Copy the material below word for word, keeping every line as it stands.
>>>
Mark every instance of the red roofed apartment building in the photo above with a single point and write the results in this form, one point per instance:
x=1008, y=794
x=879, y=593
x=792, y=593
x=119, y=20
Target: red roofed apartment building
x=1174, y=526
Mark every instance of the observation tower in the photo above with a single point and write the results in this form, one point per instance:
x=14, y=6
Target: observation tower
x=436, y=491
<<<
* **Result**
Mark every instance of the red roofed apartment building in the photo above with a single point and write the results in this form, one point per instance:
x=1008, y=794
x=879, y=593
x=792, y=593
x=119, y=20
Target: red roofed apartment building
x=1174, y=526
Mark every instance of the observation tower in the photo above with a single point and write the results in this form, one point per instance:
x=14, y=6
Target: observation tower
x=436, y=491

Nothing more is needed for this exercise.